## Problem description
Please write out all of the data below exactly, without including the pictures.

========================================

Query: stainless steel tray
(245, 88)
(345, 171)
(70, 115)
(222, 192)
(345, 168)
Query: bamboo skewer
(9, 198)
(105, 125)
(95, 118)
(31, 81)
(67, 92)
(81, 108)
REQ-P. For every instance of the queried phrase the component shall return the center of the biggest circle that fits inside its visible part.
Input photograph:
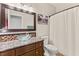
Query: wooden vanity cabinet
(34, 49)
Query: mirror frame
(3, 17)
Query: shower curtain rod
(64, 10)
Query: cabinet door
(8, 53)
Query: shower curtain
(64, 31)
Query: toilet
(50, 50)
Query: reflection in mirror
(19, 20)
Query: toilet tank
(45, 38)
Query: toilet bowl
(50, 50)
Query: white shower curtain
(64, 31)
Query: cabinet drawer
(39, 44)
(30, 53)
(8, 53)
(39, 52)
(24, 49)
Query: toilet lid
(51, 47)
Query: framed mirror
(15, 19)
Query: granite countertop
(16, 43)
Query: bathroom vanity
(30, 49)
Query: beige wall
(45, 9)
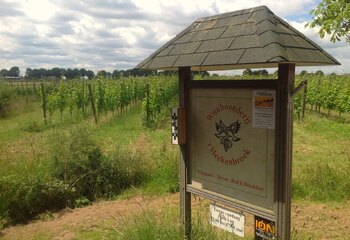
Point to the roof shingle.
(252, 37)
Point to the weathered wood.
(43, 93)
(304, 101)
(284, 140)
(91, 97)
(185, 197)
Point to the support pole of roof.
(284, 141)
(185, 197)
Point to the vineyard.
(102, 96)
(99, 97)
(329, 92)
(54, 156)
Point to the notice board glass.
(231, 143)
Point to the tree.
(247, 72)
(303, 73)
(319, 73)
(90, 74)
(55, 72)
(4, 72)
(14, 72)
(333, 16)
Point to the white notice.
(227, 220)
(264, 108)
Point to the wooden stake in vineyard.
(44, 102)
(92, 101)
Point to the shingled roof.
(246, 38)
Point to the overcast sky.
(118, 34)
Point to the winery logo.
(226, 134)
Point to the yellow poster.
(228, 154)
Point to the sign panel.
(227, 220)
(229, 155)
(264, 229)
(264, 109)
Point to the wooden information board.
(232, 144)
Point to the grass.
(321, 165)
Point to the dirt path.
(318, 221)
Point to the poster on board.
(228, 154)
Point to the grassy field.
(321, 169)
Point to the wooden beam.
(185, 197)
(284, 141)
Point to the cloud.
(109, 34)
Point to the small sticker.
(227, 220)
(264, 229)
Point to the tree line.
(69, 73)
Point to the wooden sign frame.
(281, 212)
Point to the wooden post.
(91, 96)
(147, 106)
(304, 101)
(185, 197)
(284, 141)
(43, 93)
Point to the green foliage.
(159, 93)
(6, 95)
(322, 181)
(78, 161)
(150, 225)
(24, 197)
(333, 18)
(330, 92)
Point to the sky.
(118, 34)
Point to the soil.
(309, 220)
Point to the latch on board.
(178, 126)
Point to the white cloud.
(109, 34)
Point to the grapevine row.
(329, 92)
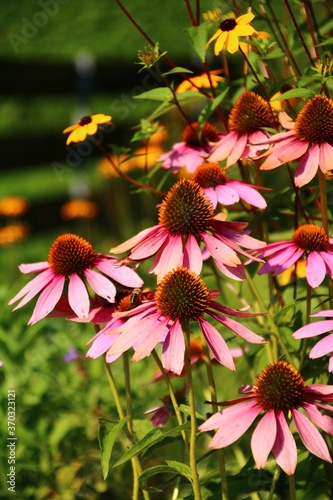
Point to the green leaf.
(172, 467)
(307, 93)
(210, 108)
(107, 435)
(197, 36)
(150, 439)
(158, 94)
(178, 69)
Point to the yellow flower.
(88, 125)
(229, 31)
(200, 81)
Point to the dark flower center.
(85, 120)
(210, 175)
(193, 139)
(182, 295)
(228, 24)
(314, 122)
(311, 238)
(279, 387)
(71, 254)
(186, 210)
(250, 113)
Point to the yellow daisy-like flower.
(88, 125)
(200, 81)
(229, 31)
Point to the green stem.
(273, 326)
(172, 396)
(212, 389)
(188, 367)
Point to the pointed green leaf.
(158, 94)
(171, 468)
(197, 36)
(210, 108)
(150, 439)
(107, 435)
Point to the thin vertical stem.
(188, 367)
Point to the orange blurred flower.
(88, 125)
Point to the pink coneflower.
(308, 241)
(310, 139)
(278, 390)
(193, 149)
(72, 257)
(181, 296)
(215, 183)
(323, 346)
(186, 217)
(245, 123)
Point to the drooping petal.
(284, 449)
(311, 437)
(174, 349)
(216, 344)
(234, 421)
(323, 347)
(78, 297)
(307, 167)
(315, 269)
(48, 299)
(323, 421)
(120, 273)
(313, 329)
(325, 157)
(101, 285)
(192, 258)
(263, 438)
(32, 288)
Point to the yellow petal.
(232, 42)
(220, 42)
(245, 19)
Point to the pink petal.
(313, 329)
(224, 147)
(153, 336)
(174, 349)
(78, 297)
(263, 439)
(311, 437)
(226, 194)
(33, 268)
(192, 258)
(48, 299)
(234, 422)
(325, 157)
(168, 257)
(239, 329)
(284, 449)
(323, 421)
(120, 273)
(216, 344)
(33, 287)
(135, 240)
(101, 285)
(220, 251)
(323, 347)
(315, 269)
(249, 194)
(307, 167)
(237, 151)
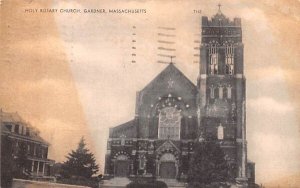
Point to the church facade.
(172, 113)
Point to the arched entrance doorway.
(121, 166)
(168, 167)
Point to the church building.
(172, 113)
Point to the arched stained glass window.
(169, 123)
(229, 59)
(213, 58)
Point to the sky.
(70, 74)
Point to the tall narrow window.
(142, 162)
(169, 123)
(213, 58)
(229, 88)
(229, 59)
(212, 92)
(221, 92)
(122, 139)
(220, 132)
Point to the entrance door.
(167, 170)
(121, 168)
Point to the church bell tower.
(222, 87)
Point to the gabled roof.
(15, 118)
(127, 129)
(170, 71)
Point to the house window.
(27, 131)
(123, 140)
(220, 132)
(229, 59)
(17, 128)
(213, 58)
(169, 123)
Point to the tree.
(80, 163)
(207, 165)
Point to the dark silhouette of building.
(172, 113)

========================================

## Response below
Query: stainless steel tray
(245, 88)
(345, 171)
(70, 115)
(222, 192)
(345, 168)
Query: bamboo skewer
(9, 198)
(105, 125)
(95, 118)
(31, 81)
(67, 92)
(81, 108)
REQ-P. For every instance of the queried phrase the component shall return the center of the biggest circle that fits inside its visible part.
Input photograph:
Query: wooden vanity cabinet
(34, 49)
Query: mirror frame
(3, 17)
Query: shower curtain rod
(64, 10)
Query: cabinet door
(8, 53)
Query: shower curtain
(64, 31)
Query: toilet
(50, 50)
Query: reflection in mirror
(19, 20)
Query: toilet tank
(45, 38)
Query: toilet bowl
(50, 50)
Query: white shower curtain
(64, 31)
Query: cabinet drawer
(39, 44)
(30, 53)
(8, 53)
(39, 52)
(24, 49)
Query: toilet lid
(51, 47)
Query: framed mirror
(15, 19)
Query: granite countertop
(16, 43)
Query: bathroom vanity
(30, 49)
Query: beige wall
(45, 9)
Point to the roof shingle.
(252, 37)
Point to the weathered wood.
(43, 93)
(304, 101)
(284, 140)
(91, 97)
(185, 197)
Point to the support pole of roof.
(284, 141)
(185, 197)
Point to the vineyard.
(102, 96)
(99, 97)
(329, 92)
(54, 156)
Point to the notice board glass.
(231, 143)
Point to the tree.
(247, 72)
(303, 73)
(319, 73)
(90, 74)
(55, 72)
(4, 72)
(14, 72)
(333, 16)
Point to the white notice.
(227, 220)
(264, 108)
Point to the wooden stake in vineyard.
(44, 102)
(92, 101)
Point to the shingled roof.
(246, 38)
Point to the overcast sky.
(118, 34)
Point to the winery logo.
(226, 134)
Point to the yellow poster.
(228, 154)
Point to the sign panel.
(227, 220)
(229, 155)
(264, 229)
(264, 109)
Point to the wooden information board.
(232, 144)
Point to the grass.
(321, 165)
Point to the dirt path.
(318, 221)
Point to the poster on board.
(228, 154)
Point to the grassy field.
(321, 169)
Point to the wooden beam.
(185, 197)
(284, 141)
Point to the cloud.
(109, 34)
Point to the small sticker.
(227, 220)
(264, 229)
Point to the tree line.
(69, 73)
Point to the wooden sign frame.
(281, 212)
Point to the wooden post.
(91, 96)
(147, 106)
(304, 101)
(185, 197)
(284, 141)
(43, 93)
Point to the green foliage.
(159, 93)
(6, 95)
(322, 181)
(78, 161)
(150, 225)
(24, 197)
(333, 18)
(330, 92)
Point to the sky.
(118, 34)
Point to the soil.
(309, 220)
Point to the latch on board.
(178, 126)
Point to the white cloud.
(109, 34)
Point to the grapevine row.
(329, 92)
Point to the green leaf.
(172, 467)
(307, 93)
(210, 108)
(107, 435)
(197, 36)
(150, 439)
(158, 94)
(178, 69)
Point to the yellow flower.
(88, 125)
(229, 31)
(200, 81)
Point to the dark flower center.
(85, 120)
(210, 175)
(193, 139)
(182, 295)
(228, 24)
(314, 122)
(311, 238)
(279, 387)
(71, 254)
(186, 210)
(250, 113)
Point to the yellow daisy-like flower.
(88, 125)
(200, 81)
(229, 31)
Point to the green stem.
(273, 326)
(172, 396)
(212, 389)
(188, 367)
Point to the pointed green leaf.
(158, 94)
(171, 468)
(197, 36)
(210, 108)
(150, 439)
(107, 435)
Point to the thin vertical stem.
(188, 367)
Point to the orange blurred flower.
(88, 125)
Point to the pink coneflower.
(308, 241)
(310, 139)
(278, 390)
(193, 149)
(72, 257)
(181, 296)
(215, 183)
(323, 346)
(186, 217)
(245, 123)
Point to the drooping petal.
(284, 449)
(311, 437)
(174, 349)
(216, 344)
(234, 421)
(323, 347)
(78, 297)
(307, 167)
(315, 269)
(48, 299)
(323, 421)
(120, 273)
(313, 329)
(325, 157)
(101, 285)
(192, 258)
(263, 438)
(32, 288)
Point to the yellow petal.
(232, 42)
(220, 42)
(245, 19)
Point to the pink petal.
(313, 329)
(224, 147)
(153, 336)
(174, 349)
(78, 297)
(263, 439)
(311, 437)
(226, 194)
(33, 268)
(192, 258)
(48, 299)
(234, 422)
(325, 157)
(168, 257)
(239, 329)
(284, 449)
(323, 421)
(120, 273)
(216, 344)
(33, 287)
(135, 240)
(101, 285)
(220, 251)
(323, 347)
(315, 269)
(249, 194)
(307, 167)
(237, 151)
Point to the church facade.
(172, 113)
Point to the arched entrance doorway.
(121, 166)
(168, 167)
Point to the church building.
(172, 113)
Point to the arched stained glass window.
(169, 123)
(229, 59)
(213, 58)
Point to the sky.
(70, 74)
Point to the tall narrow window.
(142, 162)
(169, 123)
(213, 58)
(229, 88)
(229, 59)
(212, 92)
(221, 92)
(122, 139)
(220, 132)
Point to the entrance door.
(167, 170)
(121, 168)
Point to the church bell tower.
(222, 87)
Point to the gabled roof.
(15, 118)
(127, 129)
(170, 71)
Point to the house window.
(27, 131)
(123, 140)
(220, 132)
(229, 59)
(17, 128)
(213, 58)
(169, 123)
Point to the tree.
(80, 163)
(207, 165)
Point to the dark silhouette of building.
(172, 113)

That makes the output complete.